[INFORMATION Boundary: Start]

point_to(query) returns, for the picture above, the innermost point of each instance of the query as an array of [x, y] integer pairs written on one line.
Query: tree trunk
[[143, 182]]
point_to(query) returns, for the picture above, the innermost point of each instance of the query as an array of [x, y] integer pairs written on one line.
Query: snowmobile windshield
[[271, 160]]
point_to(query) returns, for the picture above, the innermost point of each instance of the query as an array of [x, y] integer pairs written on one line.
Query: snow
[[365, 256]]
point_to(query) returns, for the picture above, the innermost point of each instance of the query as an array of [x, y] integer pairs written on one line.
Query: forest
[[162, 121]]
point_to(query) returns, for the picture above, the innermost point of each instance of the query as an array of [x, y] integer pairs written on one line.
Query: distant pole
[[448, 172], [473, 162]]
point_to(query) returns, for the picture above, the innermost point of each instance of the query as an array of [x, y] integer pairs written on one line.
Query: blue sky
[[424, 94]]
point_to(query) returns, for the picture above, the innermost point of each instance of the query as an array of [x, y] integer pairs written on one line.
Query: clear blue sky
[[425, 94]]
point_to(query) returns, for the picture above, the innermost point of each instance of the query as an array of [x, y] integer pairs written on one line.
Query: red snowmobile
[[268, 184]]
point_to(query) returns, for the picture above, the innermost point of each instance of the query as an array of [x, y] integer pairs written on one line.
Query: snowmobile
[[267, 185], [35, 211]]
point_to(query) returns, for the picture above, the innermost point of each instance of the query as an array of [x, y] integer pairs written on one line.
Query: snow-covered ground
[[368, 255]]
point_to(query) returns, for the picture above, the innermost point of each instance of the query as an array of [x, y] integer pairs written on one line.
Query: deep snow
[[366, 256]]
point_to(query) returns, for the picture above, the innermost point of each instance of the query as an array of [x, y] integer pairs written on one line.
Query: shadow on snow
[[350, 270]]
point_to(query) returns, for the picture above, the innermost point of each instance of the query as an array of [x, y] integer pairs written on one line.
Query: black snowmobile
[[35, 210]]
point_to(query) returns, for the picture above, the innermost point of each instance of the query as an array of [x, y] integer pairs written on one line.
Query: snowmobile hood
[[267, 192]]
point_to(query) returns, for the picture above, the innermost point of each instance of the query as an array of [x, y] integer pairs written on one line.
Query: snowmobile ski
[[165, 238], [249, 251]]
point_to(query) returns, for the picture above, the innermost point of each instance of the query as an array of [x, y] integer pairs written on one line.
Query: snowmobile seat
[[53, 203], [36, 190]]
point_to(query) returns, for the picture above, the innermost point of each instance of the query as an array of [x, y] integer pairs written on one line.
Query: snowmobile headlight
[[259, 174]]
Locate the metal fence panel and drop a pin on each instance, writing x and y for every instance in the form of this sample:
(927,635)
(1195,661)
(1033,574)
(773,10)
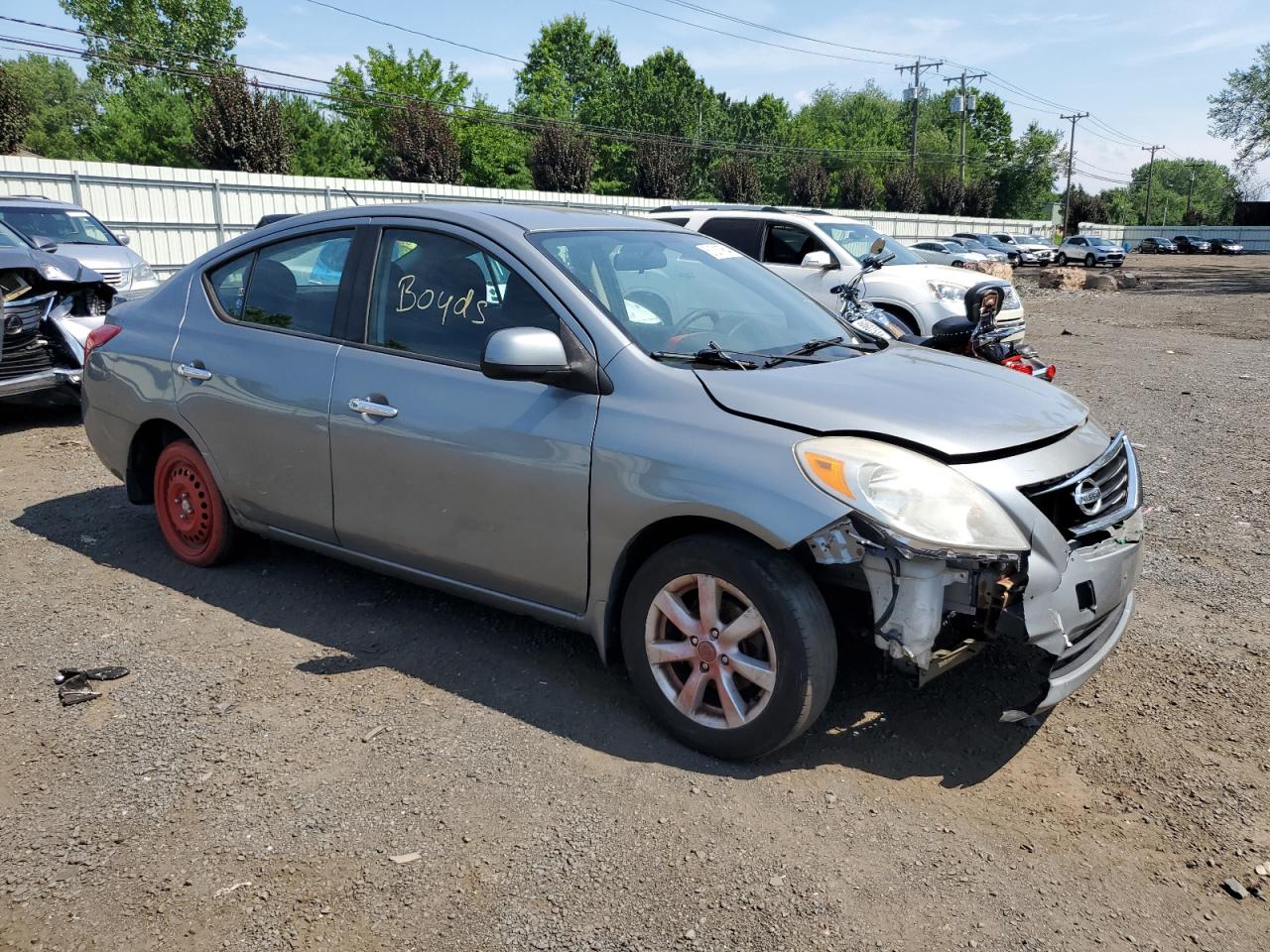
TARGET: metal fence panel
(176,214)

[INFORMATION Boundary: End]

* [ASSIGNMENT]: Transcribe each record exactly as it appears, but omit every picture.

* [RESULT]:
point_to(query) returns, for the picture above, the innermost point of each instance of the query as an array of [x, y] integer pairs written on one line.
Query: tree trunk
[[143, 182]]
point_to(query) returns, for the picture above, the innermost point of each instance of the query as an array of [x, y] integer pairs written on one line.
Query: snowmobile windshield
[[271, 160]]
point_to(query) returns, for the picture above, the innermost point of each instance of the query as an array of [x, y] integer pairs written on one line.
Query: snow
[[365, 256]]
point_to(query) returns, for the picture above, the innermost point of each instance of the query as an array of [x, y] integer pairs written on one line.
Query: forest
[[162, 121]]
point_to(query) returns, for the picture above, the innermost point of each instance of the query as an array of [x, y] integer pairs written on one line.
Query: distant pole
[[448, 172], [473, 162]]
point_to(query) returns, for the picture above, the innermost point of each instance of the query as an array of [x, y] integer pairs written on one line.
Query: blue sky
[[424, 94]]
point_to(query) returns, for the picture above, the innermost point of each instance of the query as an array of [x, y] integer pairs written on one line.
Query: clear blue sky
[[425, 94]]
point_to(query) returns, for the picture above, the innermost point of each instance of the query as an array of [x, y] integer pairs written on one line.
Query: red snowmobile
[[268, 184]]
point_to(query) returns, for the picture above, the innermost point of each instance of the query as an array of [x, y] integer pairs written on one line.
Query: snowmobile
[[267, 185], [35, 211]]
point_to(query) returns, for the picture above, the innermost point of each instance of the query as an array of [x, y] integer pairs written on one line.
Query: snow-covered ground
[[368, 255]]
point_to(query) returns, for the picture above, the innermost point of each instance of the query as an array of [x, y] integer pairs written on one line.
Query: deep snow
[[366, 256]]
point_to(query) returns, for the picture above, the innermost point of each instance of the query as an array of [x, y] integer pairs written on one line.
Query: shadow on snow
[[350, 270]]
point_to(query) returns, for the picture above, the innermost point of each instance of the query as an array of [x, y] integer pairs written on one line.
Query: black snowmobile
[[35, 210]]
point_to(query) returns, for the picture above, the innermost point of each instance of the query as an array of [x, y] integer pairs written on one line.
Query: snowmobile hood
[[267, 192]]
point_to(query) returns, for the picture above, the innermost point of each instance of the query as an array of [x, y] integer pairs written on one line.
Query: snowmobile ski
[[165, 238], [249, 251]]
point_to(query) returns, for the picture above, the innermost point of each instance of the query as an array of [x, y] integer pairs written on one line.
Query: snowmobile seat
[[53, 203], [36, 190]]
point_to(query) returns, for the picture above, the innermost point of each instance of the query as an array of [x, y] integer pairs written on one line.
Query: snowmobile headlight
[[259, 174]]
Locate the metal fence panel and drop a pin on each instance, writing x and y for every instance in the form of this sample:
(927,635)
(1195,661)
(1033,574)
(773,10)
TARGET: metal fence panel
(176,214)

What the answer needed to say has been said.